Provided entries:
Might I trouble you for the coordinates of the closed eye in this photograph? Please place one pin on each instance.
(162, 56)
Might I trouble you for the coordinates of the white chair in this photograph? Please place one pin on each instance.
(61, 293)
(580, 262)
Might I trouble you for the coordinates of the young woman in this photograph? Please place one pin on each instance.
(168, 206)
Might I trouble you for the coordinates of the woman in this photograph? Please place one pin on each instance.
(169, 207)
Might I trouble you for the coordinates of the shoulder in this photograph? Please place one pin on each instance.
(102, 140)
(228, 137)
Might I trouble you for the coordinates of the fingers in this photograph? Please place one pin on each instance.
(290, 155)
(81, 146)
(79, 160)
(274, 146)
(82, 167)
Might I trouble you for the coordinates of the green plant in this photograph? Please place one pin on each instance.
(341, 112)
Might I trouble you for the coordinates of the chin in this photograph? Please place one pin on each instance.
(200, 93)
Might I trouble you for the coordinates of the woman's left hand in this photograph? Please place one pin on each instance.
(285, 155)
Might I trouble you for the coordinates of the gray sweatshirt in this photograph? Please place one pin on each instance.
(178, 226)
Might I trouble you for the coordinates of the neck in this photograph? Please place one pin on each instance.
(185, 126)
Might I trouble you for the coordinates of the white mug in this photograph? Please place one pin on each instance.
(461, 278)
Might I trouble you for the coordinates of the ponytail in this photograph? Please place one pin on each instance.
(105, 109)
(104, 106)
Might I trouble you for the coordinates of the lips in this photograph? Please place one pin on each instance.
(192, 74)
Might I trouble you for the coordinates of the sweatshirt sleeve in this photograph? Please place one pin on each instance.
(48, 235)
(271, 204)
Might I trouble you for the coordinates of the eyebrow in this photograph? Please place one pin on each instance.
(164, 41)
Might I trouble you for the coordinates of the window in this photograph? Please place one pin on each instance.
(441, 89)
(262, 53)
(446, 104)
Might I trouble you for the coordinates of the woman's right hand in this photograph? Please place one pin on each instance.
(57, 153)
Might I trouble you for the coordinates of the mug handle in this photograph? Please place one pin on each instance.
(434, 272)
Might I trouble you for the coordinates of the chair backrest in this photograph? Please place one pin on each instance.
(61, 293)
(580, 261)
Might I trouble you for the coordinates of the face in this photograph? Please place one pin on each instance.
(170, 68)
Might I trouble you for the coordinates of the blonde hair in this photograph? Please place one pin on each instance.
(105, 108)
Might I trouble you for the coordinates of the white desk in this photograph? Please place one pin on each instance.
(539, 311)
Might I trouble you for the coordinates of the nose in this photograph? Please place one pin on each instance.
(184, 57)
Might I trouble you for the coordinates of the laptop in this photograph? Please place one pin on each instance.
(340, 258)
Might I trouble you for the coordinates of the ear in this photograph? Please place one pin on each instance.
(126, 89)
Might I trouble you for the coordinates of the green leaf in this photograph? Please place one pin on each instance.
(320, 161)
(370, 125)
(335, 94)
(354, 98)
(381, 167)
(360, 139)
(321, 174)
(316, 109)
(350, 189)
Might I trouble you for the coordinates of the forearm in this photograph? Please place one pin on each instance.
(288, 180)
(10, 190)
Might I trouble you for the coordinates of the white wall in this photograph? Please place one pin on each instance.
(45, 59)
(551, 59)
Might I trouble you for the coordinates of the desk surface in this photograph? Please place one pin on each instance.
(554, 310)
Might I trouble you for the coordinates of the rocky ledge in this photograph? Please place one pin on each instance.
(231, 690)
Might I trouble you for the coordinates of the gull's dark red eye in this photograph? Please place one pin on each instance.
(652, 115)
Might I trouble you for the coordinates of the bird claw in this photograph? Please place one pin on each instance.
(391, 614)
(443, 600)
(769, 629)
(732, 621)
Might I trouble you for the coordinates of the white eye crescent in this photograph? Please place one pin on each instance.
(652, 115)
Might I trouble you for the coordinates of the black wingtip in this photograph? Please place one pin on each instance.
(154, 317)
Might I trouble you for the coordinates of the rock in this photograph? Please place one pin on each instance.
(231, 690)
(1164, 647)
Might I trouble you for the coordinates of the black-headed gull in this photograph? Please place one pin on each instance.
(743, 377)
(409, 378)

Goal of the exercise:
Rewrite the listing from the line containing "Might I trouble you for the coordinates of the black wingtip" up to and including its final line, substituting "boulder" for "rock" and leaving everything else unchanged.

Answer to this exercise:
Might I trouble you for the coordinates of the black wingtip in this photograph? Please place one pin on each instance.
(154, 317)
Might I trouble you for the coordinates of the boulder in this photograph? Please place one pin on each instance.
(231, 690)
(1164, 647)
Might I trouble you for the coordinates of the black-headed gull in this photograph? Please place one pin on each instance.
(743, 377)
(409, 378)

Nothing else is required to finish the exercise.